* **THE REQUEST**: Continue the blog excerpt below, which ends with notes on reading Freud's "Dora," starting right after its final sentence.

Monday, June 30, 2014

Yoga Class Registration at NYU!

Photo by Najmat
It's registration for Summer II Monday/Wednesday Yoga classes at the Palladium Gym.  This class will begin on Monday, July 7 and will run through Wednesday, August 6.  (Thursday classes meet once a week through August 7).

The specific course information:
PLD 350.1 Hatha Yoga M/W 5:30-6:25 pm
In-Person Registration at Coles Gym: Wednesday, July 2nd 12:00 noon-8:00 pm
On-Line Registration:  Wednesday, July 2nd 12:00 noon-8:00 pm
Online Registration link: https://recreationregistration.nyu.edu/Start/Start.asp

Thursday, March 13, 2014

Julian Barnes at Le Poisson Rouge (with pianist Angela Hewitt)

A beautiful show at LPR. I only wanted to hear more of Barnes' own work.  He read from his beautiful story based on Sibelius' life, "The Silence." Musicians in the audience (there seemed to be many) got the music jokes.  I guess, "Only God composes in C major." (Who knew?) Hewitt followed his story with Sibelius' Romance in D-flat Minor (Op. 24, No. 9). Another great piece was from Turgenev's "Fathers and Sons" with Hewitt playing Mozart's Sonata in C minor.

Best way to endure another winter chill in NYC.

Wednesday, March 12, 2014

New story in "Sequestrum" Magazine

Artwork from Sequestrum.org
I'm honored to have a short-short story "If Love is an Idea" published in the very new, curated online journal Sequestrum(.http://www.sequestrum.org) The artwork throughout the site is striking and reflective. "Sequestrum" means "a necrotic bone fragment, separate from standard skeletal structures." I look forward to seeing where this journal goes!

Reading Freud's "Dora" as Fiction

Ellen Gallagher's "Odalisque" 2005 considers the "male gaze" in psychotherapy. 
Last night, I attended a first class on "Freud as Fiction" led by novelist Sheila Kohler at the Center for Fiction. We're exploring five of Sigmund Freud's famous case studies through the lens of "fiction."  I'm new to reading Freud, aside from the comic references and parodies of my readings of Freud in Nabokov, who famously refers to Freud as the Viennese witchdoctor.

Last night's text was Dora: A Case of Hysteria. During my reading before class, I noticed a (truly minor) glimpse of the fascination with the "East" that dominated literary and cultural circles of the era (1905).  On page 7 of my Touchstone edition, Freud lists (with self-conscious literary flair) reasons why his case study of "Dora" is incomplete, concluding: "In the face of the incompleteness of my analytic results, I had no choice but to follow the example of those discoverers whose good fortune it is to bring to light of day after their long burial the priceless through mutilated relics of antiquity.  I have restored what is missing, taking the best models known to me from other analyses; but like a conscientious archaeologist, I have not omitted to mention in each case where the authentic parts end and my constructions begin. 

His main point in using this metaphor is "incompleteness."  While this minor aside could have been referencing any number of archaeological locations (my gut says East), what strikes me as relevant is the power of who gets to "preserve" and shape the standing narrative.  Unlike the earlier archeologists Freud compares himself to (and/or because he is "unburying" a person within his own culture), Freud more ably recognizes the vulnerability of his subject enough to at least state he wants to be sensitive and "conscientious," to not let his conjectures overshadow the "authentic" realities of the case.  (Authenticity is such a pet term for Orientalists). Yet, part of Kohler's lively discussion at the CFF considered how Freud's narrative framing and his presumed integration of "fact" and "conjecture," reveal a great deal more of Freud's own anxieties and habits are revealed his presumed "case study" of Dora. (I kept thinking, also, of Boswell and Johnson.)

* **Region outline entries**:
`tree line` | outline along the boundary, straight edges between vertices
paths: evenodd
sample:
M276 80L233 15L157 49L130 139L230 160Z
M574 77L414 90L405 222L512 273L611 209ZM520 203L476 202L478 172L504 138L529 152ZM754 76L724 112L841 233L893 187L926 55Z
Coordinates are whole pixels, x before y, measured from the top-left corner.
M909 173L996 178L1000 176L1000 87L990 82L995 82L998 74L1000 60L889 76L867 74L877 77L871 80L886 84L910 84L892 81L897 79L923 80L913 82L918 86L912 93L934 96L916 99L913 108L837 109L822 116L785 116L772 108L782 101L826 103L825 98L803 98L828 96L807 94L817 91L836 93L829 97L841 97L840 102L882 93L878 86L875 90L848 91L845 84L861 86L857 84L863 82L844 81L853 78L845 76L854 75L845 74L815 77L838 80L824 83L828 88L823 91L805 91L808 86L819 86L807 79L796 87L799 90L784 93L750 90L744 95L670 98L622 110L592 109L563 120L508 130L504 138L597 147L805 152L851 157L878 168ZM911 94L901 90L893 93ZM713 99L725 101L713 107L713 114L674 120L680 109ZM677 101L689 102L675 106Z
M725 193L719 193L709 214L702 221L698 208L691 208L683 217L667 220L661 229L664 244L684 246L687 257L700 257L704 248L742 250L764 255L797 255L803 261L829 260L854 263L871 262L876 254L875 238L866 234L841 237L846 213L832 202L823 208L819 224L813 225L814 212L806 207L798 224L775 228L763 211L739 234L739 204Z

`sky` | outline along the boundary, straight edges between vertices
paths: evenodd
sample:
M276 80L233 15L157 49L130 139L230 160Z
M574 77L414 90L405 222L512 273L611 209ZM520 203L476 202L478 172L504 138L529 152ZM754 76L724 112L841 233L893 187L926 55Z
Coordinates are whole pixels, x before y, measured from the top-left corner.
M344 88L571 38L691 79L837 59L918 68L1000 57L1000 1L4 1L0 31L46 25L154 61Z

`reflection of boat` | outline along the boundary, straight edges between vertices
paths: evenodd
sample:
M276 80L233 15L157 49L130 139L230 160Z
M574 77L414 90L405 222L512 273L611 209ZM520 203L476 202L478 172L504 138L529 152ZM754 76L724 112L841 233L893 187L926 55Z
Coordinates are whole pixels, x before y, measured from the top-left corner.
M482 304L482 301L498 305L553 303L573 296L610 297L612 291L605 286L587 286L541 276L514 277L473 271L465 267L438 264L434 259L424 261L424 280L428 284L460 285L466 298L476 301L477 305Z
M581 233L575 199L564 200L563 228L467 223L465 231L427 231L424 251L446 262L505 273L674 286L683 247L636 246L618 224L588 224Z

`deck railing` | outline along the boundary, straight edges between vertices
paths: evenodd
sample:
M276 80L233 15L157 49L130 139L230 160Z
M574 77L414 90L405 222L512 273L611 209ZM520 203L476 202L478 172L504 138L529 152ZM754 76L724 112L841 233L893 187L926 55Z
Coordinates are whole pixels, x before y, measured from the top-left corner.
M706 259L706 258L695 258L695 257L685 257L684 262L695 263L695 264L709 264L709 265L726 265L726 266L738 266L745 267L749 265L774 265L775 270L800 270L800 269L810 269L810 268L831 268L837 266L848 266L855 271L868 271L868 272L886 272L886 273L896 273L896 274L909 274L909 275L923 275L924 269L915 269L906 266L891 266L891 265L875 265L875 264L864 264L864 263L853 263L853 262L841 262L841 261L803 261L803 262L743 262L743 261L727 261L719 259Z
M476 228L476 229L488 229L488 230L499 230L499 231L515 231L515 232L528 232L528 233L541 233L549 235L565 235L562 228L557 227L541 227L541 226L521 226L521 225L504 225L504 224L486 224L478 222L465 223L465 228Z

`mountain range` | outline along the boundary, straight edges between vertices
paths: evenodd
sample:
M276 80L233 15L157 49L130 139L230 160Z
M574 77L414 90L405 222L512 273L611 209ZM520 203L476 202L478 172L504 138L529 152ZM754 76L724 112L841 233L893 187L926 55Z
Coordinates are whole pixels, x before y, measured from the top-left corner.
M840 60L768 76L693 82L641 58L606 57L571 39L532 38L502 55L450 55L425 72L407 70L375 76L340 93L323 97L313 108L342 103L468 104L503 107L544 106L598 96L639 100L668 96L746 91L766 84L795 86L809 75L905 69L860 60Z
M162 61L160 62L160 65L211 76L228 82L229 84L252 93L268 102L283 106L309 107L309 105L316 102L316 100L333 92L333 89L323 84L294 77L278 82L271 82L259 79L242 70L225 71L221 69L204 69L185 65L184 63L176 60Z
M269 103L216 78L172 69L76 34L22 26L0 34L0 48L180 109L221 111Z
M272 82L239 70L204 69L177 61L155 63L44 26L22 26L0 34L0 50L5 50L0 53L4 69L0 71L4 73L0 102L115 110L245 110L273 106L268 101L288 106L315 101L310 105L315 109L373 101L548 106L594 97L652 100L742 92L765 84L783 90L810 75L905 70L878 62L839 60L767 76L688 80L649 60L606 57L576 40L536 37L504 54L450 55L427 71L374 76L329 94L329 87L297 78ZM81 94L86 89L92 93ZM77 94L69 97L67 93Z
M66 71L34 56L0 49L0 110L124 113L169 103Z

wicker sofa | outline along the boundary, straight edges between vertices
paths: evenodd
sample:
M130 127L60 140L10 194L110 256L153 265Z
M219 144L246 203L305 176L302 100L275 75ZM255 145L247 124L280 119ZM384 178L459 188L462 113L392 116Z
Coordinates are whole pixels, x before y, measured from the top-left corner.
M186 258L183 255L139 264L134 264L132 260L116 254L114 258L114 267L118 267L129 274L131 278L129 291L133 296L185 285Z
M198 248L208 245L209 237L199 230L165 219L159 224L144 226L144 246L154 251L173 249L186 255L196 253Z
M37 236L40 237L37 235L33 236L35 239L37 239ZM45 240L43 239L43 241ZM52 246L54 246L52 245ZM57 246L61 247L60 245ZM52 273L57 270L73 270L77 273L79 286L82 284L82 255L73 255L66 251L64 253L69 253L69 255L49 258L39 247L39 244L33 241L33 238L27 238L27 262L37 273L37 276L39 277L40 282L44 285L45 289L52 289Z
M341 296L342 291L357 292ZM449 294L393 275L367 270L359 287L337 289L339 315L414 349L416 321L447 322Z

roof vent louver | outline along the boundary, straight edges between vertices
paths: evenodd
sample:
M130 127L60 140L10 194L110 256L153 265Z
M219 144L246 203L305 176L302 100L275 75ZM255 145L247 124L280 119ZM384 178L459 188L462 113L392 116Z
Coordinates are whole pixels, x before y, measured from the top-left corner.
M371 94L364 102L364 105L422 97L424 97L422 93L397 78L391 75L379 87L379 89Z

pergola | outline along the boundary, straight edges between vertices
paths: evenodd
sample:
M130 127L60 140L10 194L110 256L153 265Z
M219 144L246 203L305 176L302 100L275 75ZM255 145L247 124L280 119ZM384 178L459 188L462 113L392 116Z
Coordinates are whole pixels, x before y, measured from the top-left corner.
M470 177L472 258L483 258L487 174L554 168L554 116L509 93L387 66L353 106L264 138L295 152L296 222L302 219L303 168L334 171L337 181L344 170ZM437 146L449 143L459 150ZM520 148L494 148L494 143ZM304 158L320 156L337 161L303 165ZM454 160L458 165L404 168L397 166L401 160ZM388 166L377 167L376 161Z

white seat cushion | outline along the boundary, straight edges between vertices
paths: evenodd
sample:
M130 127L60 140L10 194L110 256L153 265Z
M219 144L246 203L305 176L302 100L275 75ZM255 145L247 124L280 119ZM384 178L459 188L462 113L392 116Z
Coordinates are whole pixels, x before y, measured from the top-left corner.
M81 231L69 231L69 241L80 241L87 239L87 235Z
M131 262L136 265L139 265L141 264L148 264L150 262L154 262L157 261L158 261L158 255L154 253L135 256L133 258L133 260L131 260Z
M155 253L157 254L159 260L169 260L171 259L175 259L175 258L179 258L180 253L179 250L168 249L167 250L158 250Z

* **RESPONSE TO THIS EXERCISE**:
In the text, Freud states that part of his goal in writing Dora is to build credibility for his previously published dream theory.  Freud, like the archeologists he mentions, is unable to see the whole partly because his own ambition is too visible.  While much is gained  by his trying, how much should the subject pay?

What I took from reading this text and the discussion is a new glimpse of Freud (the man and the habits of newly invented practice) and a glimpse into power structures of men and women and children in turn-of-the-century Vienna.  Like the classic Orientalists  and despite Freud's supposedly earnest intent, the bias and limitations of time and place shaped what Freud could see; and we as readers (who provide one more layer of this gaze at poor Dora) are equally bound by the limitations of 2014.

But....the focus of the class is Dora as fiction, and in this way the book is such a great read with the plot twists, doubles, and reversals that also mark Nabokov's fiction.  I kept seeing connections with Lolita: numerous references to one's "train of thought," the very self-conscious phrases in French and Latin, the numerous lake scenes, the accident of Herr K after Dora makes her charges of transgression to him and Frau K, much like Charlotte Haze (Lolita's mother) is killed by a slow-moving car after she learns of Humbert Humbert's true desires and for her daughter.  And, "Lolita's" given name, Dolores Haze appears in a list of her classmates surrounded by a "bodyguard of roses" (Mary Rose Hamilton and and Rosaline Honeck).  Kohler told us last night that the name Dora came to Freud when remembering a maid named Rosa that had to change her name to Dora because she and someone else in the household (Freud's sister perhaps) was also named Rosa.

Next we read Freud's "Little Hans."

(I found the Ellen Gallagher artwork "Odalisque" online in an article from Times Higher Education. ) This article is worth reading.

Tuesday, March 11, 2014

On Randa Jarrar's "Why I Can't Stand White Belly Dancers"

There were a lot of hackles raised within the dance community last week when Randa Jarrar, a Palestinian-American writer whose work I'm familiar with, posted her article "Why I Can't Stand White Belly Dancers."  http://www.salon.com/2014/03/04/why_i_cant_stand_white_belly_dancers/ While the sensationalist title (even if true) might have put some off, there were important points raised in the article.

Belly dance is appropriation.  To deny that is a little scary. The art form (and I do consider it that) is taking music, making up names and labels, and claiming space, specialized knowledge, and profit.  All of these are obvious forms of "Orientalism." Additionally, the Western media has historically portrayed Arab men and Arab women in ways that have been demeaning and continues to do so.  Non-Arab belly dance contributes to this image even when claiming to "educate" and "create community."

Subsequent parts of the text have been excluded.